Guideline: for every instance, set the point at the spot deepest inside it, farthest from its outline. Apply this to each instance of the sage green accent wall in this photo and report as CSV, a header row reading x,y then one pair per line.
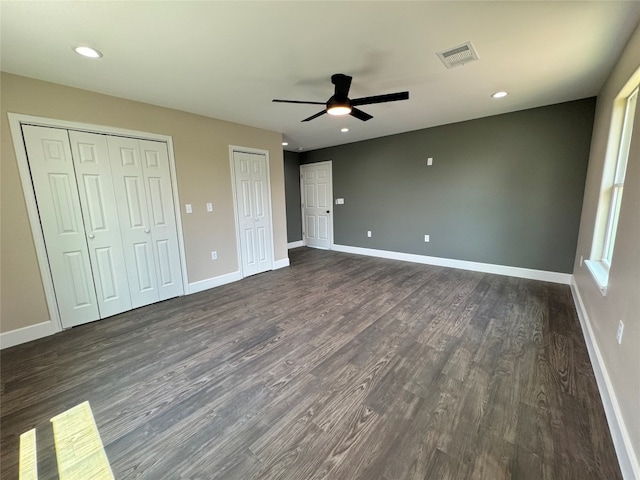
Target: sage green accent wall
x,y
504,190
292,196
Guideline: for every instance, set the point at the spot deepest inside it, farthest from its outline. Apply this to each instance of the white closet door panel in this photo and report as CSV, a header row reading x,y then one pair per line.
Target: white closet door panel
x,y
244,206
52,172
164,234
133,214
252,204
264,248
95,185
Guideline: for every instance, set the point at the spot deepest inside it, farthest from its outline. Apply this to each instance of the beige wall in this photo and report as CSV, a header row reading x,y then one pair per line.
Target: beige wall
x,y
622,301
201,148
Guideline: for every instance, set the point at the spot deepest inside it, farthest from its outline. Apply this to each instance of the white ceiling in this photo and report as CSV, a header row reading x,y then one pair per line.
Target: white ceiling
x,y
228,60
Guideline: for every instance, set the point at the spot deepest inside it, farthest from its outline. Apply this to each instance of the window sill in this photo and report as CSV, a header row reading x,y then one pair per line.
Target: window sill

++++++++++

• _Problem to solve_
Print the listing verbatim; no pictures.

• _Solution for this exercise_
Guideline: for every instance, set the point at the spot deepest inside it, farthest from its outline. Apply this to each instance of the sage green accent wall in this photo and report as CSV, a header row reading x,y then one pair per line.
Target: sage green accent wall
x,y
504,190
292,196
Guideline: for every instance, set the point at the spot deepest inside it, farthest from its outline. Apply this to each instance of the white closet door panel in this photo and report as CSV, a header row reading x,y then one pair per line.
Target: white closet door panel
x,y
244,206
52,172
164,234
133,214
252,204
264,248
95,185
Guideline: for every instance, set the point at the spot deepest inside it, farthest from its outline. Apply this to each instance of the beige wall in this photo and report as CSV, a header row reading x,y then one pair per line.
Target: beige wall
x,y
622,301
201,148
Guideline: for every instance, set the point at the spot deepest inside it, farthest from its outline. Apply this to each instance of the white ceiling in this photo and report as CSV, a header row reading x,y then one pair per line.
Target: white ceiling
x,y
228,60
Guideline: for every instance, set the point at the spot deepest inside it, farthest from its outline. Apply this to each instance of the window sill in this photo and report as CSV, a header row reading x,y then one pair per line.
Target: window sill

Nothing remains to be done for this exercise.